» Supplied text
════

From HTML to GenAI: Re-visiting Three Early-Web Projects

by | Thursday, February 26, 2026

I’ve been on a bit of a vibe-coding spree lately, building interactive simulations, educational tools, cultural experiments, all through conversation with AI rather than traditional programming. At some point I looked up and thought: what about the stuff I made back in the early days of the web? I identified three projects that had been sitting on my website, built during the early days of the web. These projects were examples of my experimenting with this new language of the world wide web. These sites were mostly hand-coded using bare HTML and had tiled backgrounds, table layouts, designed for Netscape 1.x. Yes, I have been around a long time!

So, I sat down one evening, and redesigned all three, using just Claude Code. My goal in each case was a develop a unique user-experience, visually interesting, intuitive and playful. Take a look and let me know what you think. (A quick note, the third example verse • RE • verse works best on the Edge browser). Here they are…


A2Z: Dictionary of Design

Old Site > New Design

The original A2Z was a satirical glossary of design jargon I wrote at IDC, IIT Bombay back in 1991—and converted for the web around 1996. The landing page greeted you with a Zen koan, a GIF telling you to resize your browser window, and a note that it was “designed for Netscape 1.x and above.” Classic.

════

» Dataset excerpts

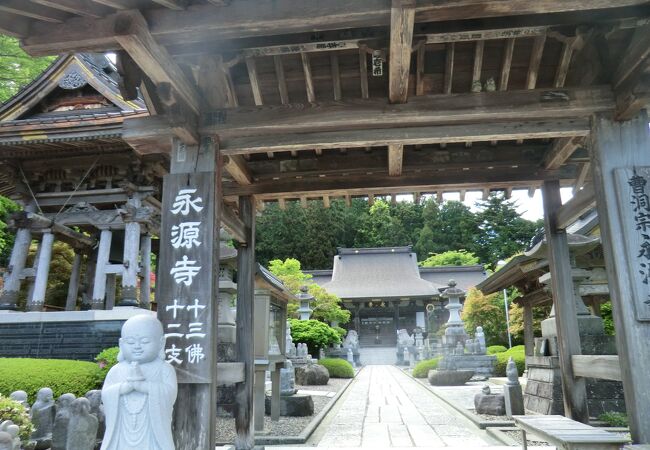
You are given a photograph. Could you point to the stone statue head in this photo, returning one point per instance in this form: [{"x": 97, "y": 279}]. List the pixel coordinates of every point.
[
  {"x": 65, "y": 401},
  {"x": 45, "y": 395},
  {"x": 81, "y": 406},
  {"x": 19, "y": 396},
  {"x": 142, "y": 340},
  {"x": 94, "y": 398}
]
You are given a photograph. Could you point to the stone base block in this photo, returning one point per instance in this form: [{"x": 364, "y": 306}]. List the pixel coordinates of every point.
[
  {"x": 449, "y": 377},
  {"x": 514, "y": 400},
  {"x": 481, "y": 365},
  {"x": 298, "y": 405},
  {"x": 312, "y": 375},
  {"x": 491, "y": 404}
]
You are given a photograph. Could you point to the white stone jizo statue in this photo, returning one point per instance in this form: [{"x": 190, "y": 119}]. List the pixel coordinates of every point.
[{"x": 140, "y": 390}]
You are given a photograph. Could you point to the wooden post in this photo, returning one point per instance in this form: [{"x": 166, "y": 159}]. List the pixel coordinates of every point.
[
  {"x": 73, "y": 287},
  {"x": 130, "y": 260},
  {"x": 529, "y": 334},
  {"x": 245, "y": 438},
  {"x": 99, "y": 284},
  {"x": 111, "y": 285},
  {"x": 568, "y": 337},
  {"x": 145, "y": 280},
  {"x": 617, "y": 149},
  {"x": 19, "y": 254},
  {"x": 37, "y": 299},
  {"x": 188, "y": 287}
]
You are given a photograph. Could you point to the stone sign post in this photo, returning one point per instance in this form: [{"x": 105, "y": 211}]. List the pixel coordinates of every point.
[{"x": 187, "y": 294}]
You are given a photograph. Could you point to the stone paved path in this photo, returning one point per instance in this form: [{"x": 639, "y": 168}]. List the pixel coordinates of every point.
[{"x": 386, "y": 408}]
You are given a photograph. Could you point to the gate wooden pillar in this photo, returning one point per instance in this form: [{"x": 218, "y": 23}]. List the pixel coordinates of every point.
[
  {"x": 621, "y": 172},
  {"x": 189, "y": 277},
  {"x": 574, "y": 389},
  {"x": 244, "y": 424}
]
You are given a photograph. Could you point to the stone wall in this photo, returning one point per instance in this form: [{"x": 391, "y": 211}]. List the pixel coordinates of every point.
[{"x": 61, "y": 335}]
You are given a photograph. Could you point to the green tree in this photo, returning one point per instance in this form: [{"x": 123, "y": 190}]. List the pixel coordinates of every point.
[
  {"x": 488, "y": 312},
  {"x": 17, "y": 68},
  {"x": 502, "y": 232},
  {"x": 325, "y": 306},
  {"x": 450, "y": 258}
]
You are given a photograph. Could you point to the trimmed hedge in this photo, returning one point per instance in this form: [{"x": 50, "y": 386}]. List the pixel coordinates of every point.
[
  {"x": 60, "y": 375},
  {"x": 14, "y": 411},
  {"x": 494, "y": 349},
  {"x": 421, "y": 369},
  {"x": 518, "y": 354},
  {"x": 337, "y": 367}
]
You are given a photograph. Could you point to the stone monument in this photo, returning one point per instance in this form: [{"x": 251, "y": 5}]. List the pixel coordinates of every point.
[
  {"x": 9, "y": 439},
  {"x": 97, "y": 409},
  {"x": 140, "y": 390},
  {"x": 512, "y": 394},
  {"x": 20, "y": 397},
  {"x": 42, "y": 415},
  {"x": 485, "y": 402},
  {"x": 82, "y": 428},
  {"x": 61, "y": 421}
]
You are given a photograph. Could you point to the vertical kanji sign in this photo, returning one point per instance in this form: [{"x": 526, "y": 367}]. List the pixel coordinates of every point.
[
  {"x": 185, "y": 294},
  {"x": 633, "y": 189}
]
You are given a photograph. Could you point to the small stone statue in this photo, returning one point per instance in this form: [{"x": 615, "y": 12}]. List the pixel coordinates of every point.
[
  {"x": 82, "y": 429},
  {"x": 20, "y": 397},
  {"x": 480, "y": 337},
  {"x": 42, "y": 415},
  {"x": 9, "y": 439},
  {"x": 511, "y": 372},
  {"x": 140, "y": 390},
  {"x": 97, "y": 409},
  {"x": 61, "y": 421},
  {"x": 490, "y": 85}
]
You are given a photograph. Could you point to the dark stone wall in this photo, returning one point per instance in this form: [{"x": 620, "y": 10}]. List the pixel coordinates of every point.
[{"x": 81, "y": 340}]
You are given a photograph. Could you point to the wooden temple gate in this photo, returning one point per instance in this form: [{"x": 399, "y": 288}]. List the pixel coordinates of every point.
[{"x": 318, "y": 99}]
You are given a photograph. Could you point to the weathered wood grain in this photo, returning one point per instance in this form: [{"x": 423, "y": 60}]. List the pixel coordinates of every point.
[{"x": 573, "y": 389}]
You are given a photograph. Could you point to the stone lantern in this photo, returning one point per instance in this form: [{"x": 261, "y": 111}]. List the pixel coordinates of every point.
[{"x": 305, "y": 299}]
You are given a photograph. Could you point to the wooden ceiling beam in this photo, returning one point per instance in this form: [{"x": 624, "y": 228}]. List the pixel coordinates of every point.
[
  {"x": 382, "y": 183},
  {"x": 282, "y": 81},
  {"x": 39, "y": 12},
  {"x": 405, "y": 136},
  {"x": 506, "y": 63},
  {"x": 13, "y": 25},
  {"x": 535, "y": 60},
  {"x": 254, "y": 81},
  {"x": 238, "y": 169},
  {"x": 449, "y": 67},
  {"x": 402, "y": 20},
  {"x": 309, "y": 80},
  {"x": 84, "y": 8},
  {"x": 132, "y": 33},
  {"x": 203, "y": 22},
  {"x": 395, "y": 158},
  {"x": 487, "y": 107},
  {"x": 635, "y": 58},
  {"x": 560, "y": 151}
]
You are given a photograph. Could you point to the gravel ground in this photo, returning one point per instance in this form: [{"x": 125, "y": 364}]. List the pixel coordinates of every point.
[{"x": 286, "y": 426}]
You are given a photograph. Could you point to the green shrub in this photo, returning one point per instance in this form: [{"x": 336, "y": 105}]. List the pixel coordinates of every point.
[
  {"x": 421, "y": 369},
  {"x": 60, "y": 375},
  {"x": 14, "y": 411},
  {"x": 614, "y": 419},
  {"x": 337, "y": 367},
  {"x": 494, "y": 349},
  {"x": 518, "y": 355},
  {"x": 314, "y": 333},
  {"x": 106, "y": 359}
]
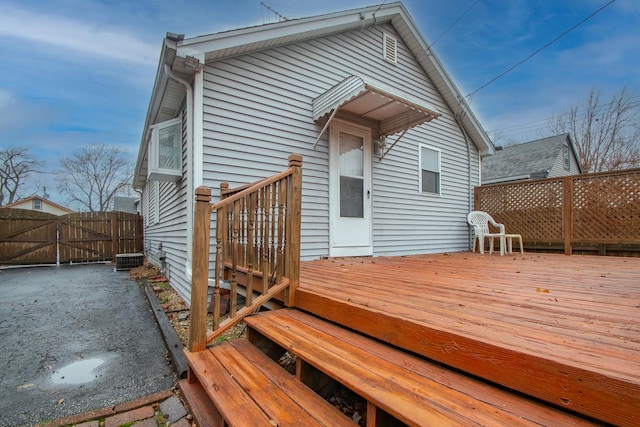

════

» Activity 1
Answer these questions from the blog post:
(a) What tool did the writer use to redesign all three projects?
(b) On which browser does verse • RE • verse work best?
(c) In what year was the original A2Z written?
» Activity 2
Reproduce the part of the blog post between "I’ve been on" and "a long time!", inclusive.
The data is unrelated to the blog post.

» Output 1
(a) Claude Code
(b) Edge
(c) 1991

» Output 2
I’ve been on a bit of a vibe-coding spree lately, building interactive simulations, educational tools, cultural experiments, all through conversation with AI rather than traditional programming. At some point I looked up and thought: what about the stuff I made back in the early days of the web? I identified three projects that had been sitting on my website, built during the early days of the web. These projects were examples of my experimenting with this new language of the world wide web. These sites were mostly hand-coded using bare HTML and had tiled backgrounds, table layouts, designed for Netscape 1.x. Yes, I have been around a long time!